Black Sea Initiative to keep markets volatile short term: Grain market daily

Wednesday, 15 February 2023

Market commentary

  • UK feed wheat futures (May-23) closed at £245.00/t yesterday, up £2.50/t from Monday’s close. The Nov-23 (new crop) contract also gained £2.50/t over the same period to close at £241.50/t. UK markets have followed the direction of the Paris wheat markets.
  • Concern over Ukraine’s grain corridor grows, as fighting escalates, lending some support to markets, more on this in today’s analysis.
  • A record wheat crop in India is due to be harvested in March, forecast to rise 4% to 112.2Mt according to the Indian government. This is down to high prices incentivising increased area, use of high-yielding varieties and favourable weather. This could replenish depleted stocks and bring down domestic prices, though an extension of the ban on wheat exports (due to expire in May) is still being considered. A record rapeseed crop is also due in 2023.
  • Paris rapeseed futures (May-23) settled at €553.50/t yesterday, down €1.75/t from Monday’s close following pressure in US soyabean markets.
  • Harvest progress of the record Brazilian soyabean crop continues, with 17% complete on Thursday last week according to consultancy AgRural, putting pressure on US soybean futures. Chicago May-23 soyabean futures fell 0.4% to yesterday’s close.

Black Sea Initiative to keep markets volatile short term

The war between Russia and Ukraine is intensifying, with a spring offensive expected in the coming weeks.

The Black Sea export corridor deal is also coming up for renewal again, the initiative facilitated by the UN and Turkey, which allows the safe navigation of grain, related foodstuffs, and fertiliser from three Ukrainian ports (Odesa, Chernomorsk and Yuzhny). The last renewal took place on 19 November 2022 for 120 days, bringing the date for renewal to around 19 March. We have already seen some reaction in prices to the concerns surrounding whether this deal will be renewed.

Ukrainian officials point to the ‘destructive’ actions from Russia, by intentionally slowing or stopping inspections, asking for unregulated documentation as well as increasing uncontrolled traffic volume through the Azov and Black Sea ports. As we heard in Monday’s market report, this is creating a queue of vessels in the Bosporus.

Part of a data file
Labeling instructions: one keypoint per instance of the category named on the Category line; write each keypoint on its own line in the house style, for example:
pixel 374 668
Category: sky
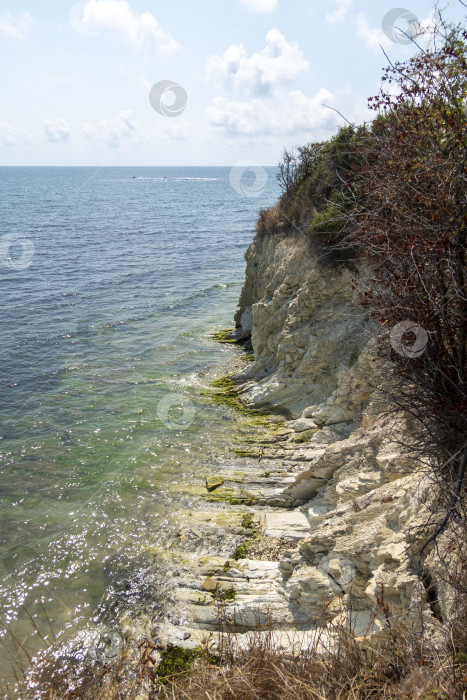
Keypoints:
pixel 179 82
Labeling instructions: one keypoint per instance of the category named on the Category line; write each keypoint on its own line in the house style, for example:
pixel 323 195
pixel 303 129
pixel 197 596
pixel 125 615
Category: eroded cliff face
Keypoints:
pixel 312 346
pixel 315 358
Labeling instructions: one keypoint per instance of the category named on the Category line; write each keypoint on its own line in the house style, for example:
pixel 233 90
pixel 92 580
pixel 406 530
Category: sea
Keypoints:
pixel 112 282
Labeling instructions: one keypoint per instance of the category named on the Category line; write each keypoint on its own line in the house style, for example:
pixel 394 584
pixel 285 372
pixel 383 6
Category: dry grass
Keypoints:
pixel 394 663
pixel 411 662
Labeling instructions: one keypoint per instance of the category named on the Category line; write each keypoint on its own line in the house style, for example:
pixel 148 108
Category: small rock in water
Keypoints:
pixel 210 585
pixel 213 482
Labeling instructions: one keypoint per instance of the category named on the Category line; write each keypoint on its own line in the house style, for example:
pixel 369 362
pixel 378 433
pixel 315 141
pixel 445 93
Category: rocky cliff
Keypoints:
pixel 336 500
pixel 315 358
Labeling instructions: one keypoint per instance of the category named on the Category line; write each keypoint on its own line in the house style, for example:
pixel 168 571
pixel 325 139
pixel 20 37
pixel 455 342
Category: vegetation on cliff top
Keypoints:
pixel 391 197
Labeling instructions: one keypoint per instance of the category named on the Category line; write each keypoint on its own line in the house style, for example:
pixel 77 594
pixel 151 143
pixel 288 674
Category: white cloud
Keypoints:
pixel 138 30
pixel 260 73
pixel 260 5
pixel 292 113
pixel 8 134
pixel 58 130
pixel 373 38
pixel 113 131
pixel 16 27
pixel 340 12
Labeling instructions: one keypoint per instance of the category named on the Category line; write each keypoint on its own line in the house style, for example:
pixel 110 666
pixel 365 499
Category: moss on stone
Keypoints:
pixel 228 594
pixel 222 336
pixel 305 436
pixel 213 482
pixel 176 660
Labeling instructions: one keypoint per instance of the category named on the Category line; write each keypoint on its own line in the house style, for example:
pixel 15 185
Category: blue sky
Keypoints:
pixel 76 77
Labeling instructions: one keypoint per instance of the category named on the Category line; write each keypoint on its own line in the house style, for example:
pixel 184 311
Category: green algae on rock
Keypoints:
pixel 213 482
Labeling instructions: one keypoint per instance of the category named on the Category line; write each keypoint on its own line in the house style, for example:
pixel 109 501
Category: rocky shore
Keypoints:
pixel 311 524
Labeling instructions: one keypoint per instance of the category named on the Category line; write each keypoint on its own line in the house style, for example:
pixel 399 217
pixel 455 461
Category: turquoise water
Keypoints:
pixel 105 348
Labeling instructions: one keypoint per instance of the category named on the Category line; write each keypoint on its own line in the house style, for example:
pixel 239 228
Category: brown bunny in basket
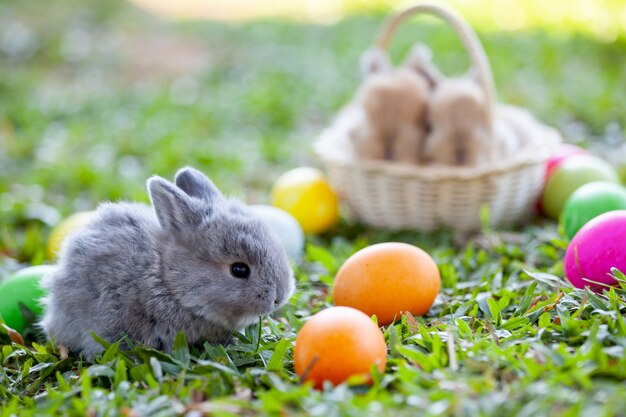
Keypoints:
pixel 393 104
pixel 461 131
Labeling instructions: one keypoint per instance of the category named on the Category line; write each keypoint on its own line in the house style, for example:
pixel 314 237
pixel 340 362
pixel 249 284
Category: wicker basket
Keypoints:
pixel 402 196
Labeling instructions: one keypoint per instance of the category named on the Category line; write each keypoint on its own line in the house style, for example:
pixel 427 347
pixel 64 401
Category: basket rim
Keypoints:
pixel 536 153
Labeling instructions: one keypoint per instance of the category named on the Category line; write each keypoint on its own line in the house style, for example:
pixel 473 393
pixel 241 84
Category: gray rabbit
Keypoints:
pixel 196 262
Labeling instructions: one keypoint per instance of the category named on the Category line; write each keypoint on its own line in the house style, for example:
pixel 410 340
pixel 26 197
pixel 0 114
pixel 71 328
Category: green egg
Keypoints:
pixel 572 173
pixel 22 287
pixel 589 201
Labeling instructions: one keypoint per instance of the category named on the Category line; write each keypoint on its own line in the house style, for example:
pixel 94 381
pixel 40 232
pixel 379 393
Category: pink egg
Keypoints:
pixel 563 152
pixel 597 247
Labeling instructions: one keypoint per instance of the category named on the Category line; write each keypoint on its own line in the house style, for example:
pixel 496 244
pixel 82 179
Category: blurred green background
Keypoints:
pixel 97 96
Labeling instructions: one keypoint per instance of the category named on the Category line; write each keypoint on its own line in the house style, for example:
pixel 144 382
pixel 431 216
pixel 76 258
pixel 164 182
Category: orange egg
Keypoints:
pixel 388 279
pixel 338 343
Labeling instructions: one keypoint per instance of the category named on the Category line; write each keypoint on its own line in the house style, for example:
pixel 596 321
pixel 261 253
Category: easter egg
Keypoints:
pixel 306 195
pixel 597 247
pixel 60 232
pixel 571 174
pixel 589 201
pixel 336 344
pixel 563 152
pixel 22 287
pixel 286 228
pixel 388 279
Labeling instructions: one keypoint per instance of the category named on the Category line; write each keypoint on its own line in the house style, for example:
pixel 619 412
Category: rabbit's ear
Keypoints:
pixel 174 209
pixel 196 184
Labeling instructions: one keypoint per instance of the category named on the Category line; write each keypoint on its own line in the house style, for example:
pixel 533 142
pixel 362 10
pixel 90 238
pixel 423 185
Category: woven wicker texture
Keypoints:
pixel 402 196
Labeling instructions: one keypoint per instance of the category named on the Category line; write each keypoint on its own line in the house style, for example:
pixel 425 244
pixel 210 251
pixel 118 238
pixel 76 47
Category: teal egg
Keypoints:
pixel 589 201
pixel 23 287
pixel 285 226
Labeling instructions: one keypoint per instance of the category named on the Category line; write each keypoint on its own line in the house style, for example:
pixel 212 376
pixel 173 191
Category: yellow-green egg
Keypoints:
pixel 23 287
pixel 67 226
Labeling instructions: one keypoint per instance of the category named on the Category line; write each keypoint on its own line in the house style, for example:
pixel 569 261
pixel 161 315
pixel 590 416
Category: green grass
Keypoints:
pixel 80 125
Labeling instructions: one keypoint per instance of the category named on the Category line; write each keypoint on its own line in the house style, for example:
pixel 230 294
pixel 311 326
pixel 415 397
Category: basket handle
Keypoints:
pixel 464 32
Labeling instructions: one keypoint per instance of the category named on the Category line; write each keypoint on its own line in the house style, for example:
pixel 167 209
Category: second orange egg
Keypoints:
pixel 386 280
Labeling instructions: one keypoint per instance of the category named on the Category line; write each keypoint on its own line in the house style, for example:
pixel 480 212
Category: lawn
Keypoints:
pixel 96 97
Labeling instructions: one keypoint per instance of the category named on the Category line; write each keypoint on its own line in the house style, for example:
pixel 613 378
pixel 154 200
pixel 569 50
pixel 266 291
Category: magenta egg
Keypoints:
pixel 597 247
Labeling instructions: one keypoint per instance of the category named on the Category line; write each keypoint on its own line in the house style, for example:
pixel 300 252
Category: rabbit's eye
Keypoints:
pixel 240 270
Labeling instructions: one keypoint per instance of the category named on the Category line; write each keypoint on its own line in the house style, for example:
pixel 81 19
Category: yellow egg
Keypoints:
pixel 306 195
pixel 60 232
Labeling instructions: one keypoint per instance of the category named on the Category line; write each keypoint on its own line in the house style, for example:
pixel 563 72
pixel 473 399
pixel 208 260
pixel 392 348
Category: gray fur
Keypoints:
pixel 149 273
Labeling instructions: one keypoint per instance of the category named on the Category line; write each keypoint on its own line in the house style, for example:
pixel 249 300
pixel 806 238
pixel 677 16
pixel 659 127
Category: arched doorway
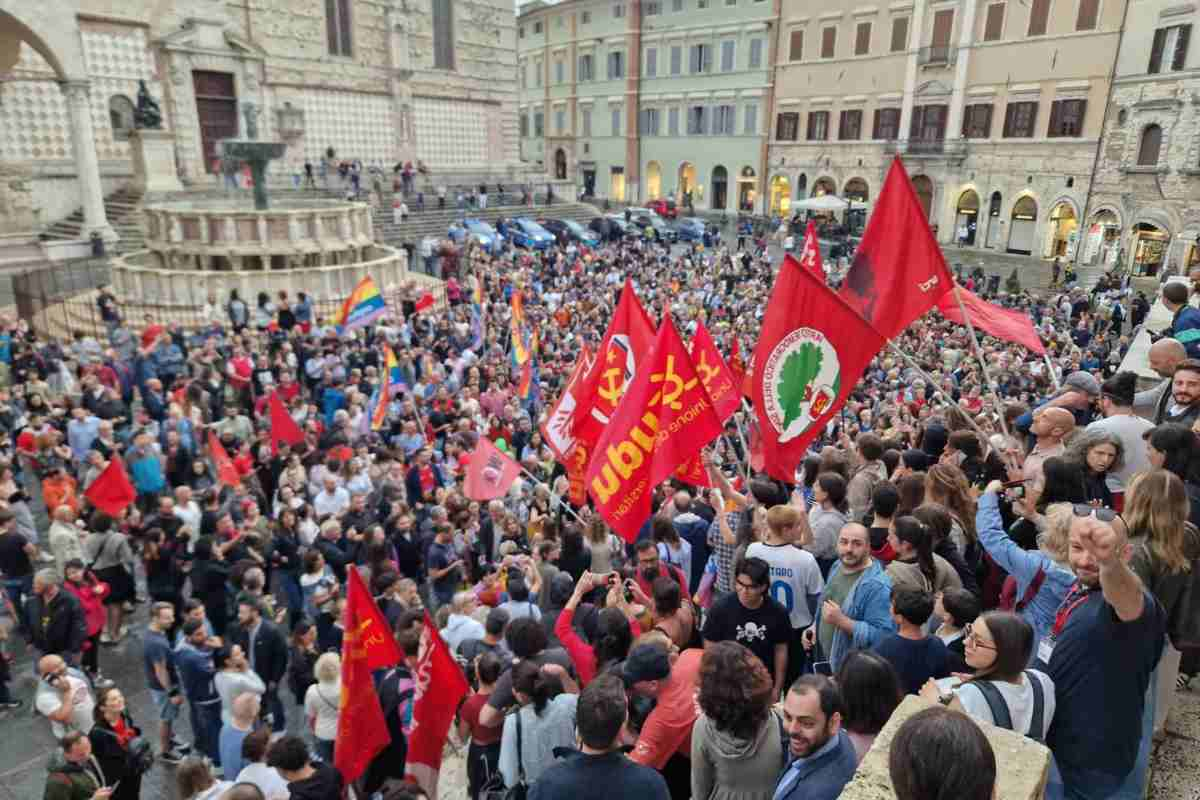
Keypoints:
pixel 924 188
pixel 653 180
pixel 687 182
pixel 748 188
pixel 995 224
pixel 825 186
pixel 1023 226
pixel 1102 244
pixel 1062 233
pixel 966 217
pixel 856 190
pixel 720 187
pixel 1149 248
pixel 780 194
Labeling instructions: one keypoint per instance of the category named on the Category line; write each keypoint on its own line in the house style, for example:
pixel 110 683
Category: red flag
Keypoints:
pixel 664 420
pixel 283 427
pixel 1002 323
pixel 557 429
pixel 899 272
pixel 367 644
pixel 811 352
pixel 441 685
pixel 810 252
pixel 112 491
pixel 628 338
pixel 490 473
pixel 226 471
pixel 714 373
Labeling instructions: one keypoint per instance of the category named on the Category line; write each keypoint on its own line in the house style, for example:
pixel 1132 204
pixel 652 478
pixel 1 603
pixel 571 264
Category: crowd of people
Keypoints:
pixel 1014 546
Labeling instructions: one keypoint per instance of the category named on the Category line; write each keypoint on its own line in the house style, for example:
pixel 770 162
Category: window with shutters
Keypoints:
pixel 929 122
pixel 977 121
pixel 727 55
pixel 1039 12
pixel 1067 118
pixel 850 125
pixel 339 28
pixel 1089 11
pixel 887 124
pixel 787 126
pixel 899 34
pixel 1169 50
pixel 863 38
pixel 796 44
pixel 828 42
pixel 616 65
pixel 819 126
pixel 1019 119
pixel 1150 146
pixel 994 23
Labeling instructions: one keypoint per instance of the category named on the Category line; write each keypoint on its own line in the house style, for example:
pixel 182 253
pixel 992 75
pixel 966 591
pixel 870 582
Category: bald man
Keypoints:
pixel 1164 356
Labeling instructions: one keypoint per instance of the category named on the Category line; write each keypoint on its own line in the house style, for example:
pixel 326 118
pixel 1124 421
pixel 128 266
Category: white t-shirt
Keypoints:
pixel 1019 698
pixel 793 576
pixel 49 699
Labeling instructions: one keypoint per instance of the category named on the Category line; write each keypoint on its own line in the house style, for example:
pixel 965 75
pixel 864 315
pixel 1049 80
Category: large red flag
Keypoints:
pixel 899 272
pixel 112 491
pixel 1006 324
pixel 227 473
pixel 490 473
pixel 283 427
pixel 664 421
pixel 441 686
pixel 811 352
pixel 625 343
pixel 367 644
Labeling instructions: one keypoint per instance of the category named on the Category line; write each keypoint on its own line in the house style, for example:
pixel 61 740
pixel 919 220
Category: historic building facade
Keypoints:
pixel 639 100
pixel 1145 211
pixel 376 80
pixel 995 106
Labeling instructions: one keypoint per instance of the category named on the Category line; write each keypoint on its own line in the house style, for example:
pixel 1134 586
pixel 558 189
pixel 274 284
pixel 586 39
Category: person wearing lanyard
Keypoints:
pixel 1104 644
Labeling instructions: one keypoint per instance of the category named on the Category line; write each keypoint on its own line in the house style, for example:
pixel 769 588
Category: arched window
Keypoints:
pixel 1151 143
pixel 120 116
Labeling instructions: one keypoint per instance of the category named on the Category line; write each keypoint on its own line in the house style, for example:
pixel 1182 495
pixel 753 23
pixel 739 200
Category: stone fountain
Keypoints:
pixel 255 152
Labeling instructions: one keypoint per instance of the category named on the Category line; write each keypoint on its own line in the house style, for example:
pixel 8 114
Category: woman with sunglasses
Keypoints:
pixel 1043 576
pixel 999 645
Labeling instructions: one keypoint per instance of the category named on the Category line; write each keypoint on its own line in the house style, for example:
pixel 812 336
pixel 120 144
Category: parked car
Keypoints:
pixel 477 229
pixel 664 208
pixel 527 233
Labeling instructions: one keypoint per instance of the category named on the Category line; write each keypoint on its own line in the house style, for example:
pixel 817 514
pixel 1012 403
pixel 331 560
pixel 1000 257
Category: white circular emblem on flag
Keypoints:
pixel 801 382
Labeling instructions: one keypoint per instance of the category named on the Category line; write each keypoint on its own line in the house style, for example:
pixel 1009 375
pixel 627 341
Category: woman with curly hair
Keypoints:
pixel 737 746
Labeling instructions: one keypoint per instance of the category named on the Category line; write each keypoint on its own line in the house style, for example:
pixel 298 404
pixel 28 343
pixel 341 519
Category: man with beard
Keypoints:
pixel 820 753
pixel 1101 654
pixel 855 611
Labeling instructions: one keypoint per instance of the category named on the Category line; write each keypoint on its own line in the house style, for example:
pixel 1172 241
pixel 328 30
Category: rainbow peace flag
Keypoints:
pixel 363 307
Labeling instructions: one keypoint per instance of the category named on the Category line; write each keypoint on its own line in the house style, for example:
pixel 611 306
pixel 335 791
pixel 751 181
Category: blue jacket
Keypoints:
pixel 870 605
pixel 822 775
pixel 1186 329
pixel 1024 565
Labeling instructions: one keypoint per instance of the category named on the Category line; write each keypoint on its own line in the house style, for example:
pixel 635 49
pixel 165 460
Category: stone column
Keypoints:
pixel 83 140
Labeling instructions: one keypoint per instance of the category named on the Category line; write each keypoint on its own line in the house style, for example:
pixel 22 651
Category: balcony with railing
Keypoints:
pixel 936 55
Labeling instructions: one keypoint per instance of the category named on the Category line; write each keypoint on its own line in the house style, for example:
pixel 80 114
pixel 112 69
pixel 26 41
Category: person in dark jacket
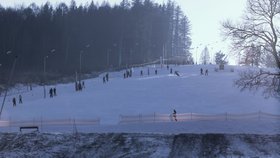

WHAT YOU NEED TO DO:
1. In the grain market report, on what date was the Black Sea export corridor deal last renewed, and for how many days?
2. Decide whether each statement agrees with the grain market report, and quote the deciding words: (a) The Nov-23 UK feed wheat contract closed at £241.50/t. (b) India's ban on wheat exports is due to expire in March. (c) Paris rapeseed futures (May-23) rose from Monday's close.

RESULTS FOR THE EXERCISE:
1. It was renewed on 19 November 2022 for 120 days.

2.
(a) Yes: "The Nov-23 (new crop) contract also gained £2.50/t over the same period to close at £241.50/t."
(b) No: "an extension of the ban on wheat exports (due to expire in May) is still being considered."
(c) No: "down €1.75/t from Monday’s close following pressure in US soyabean markets."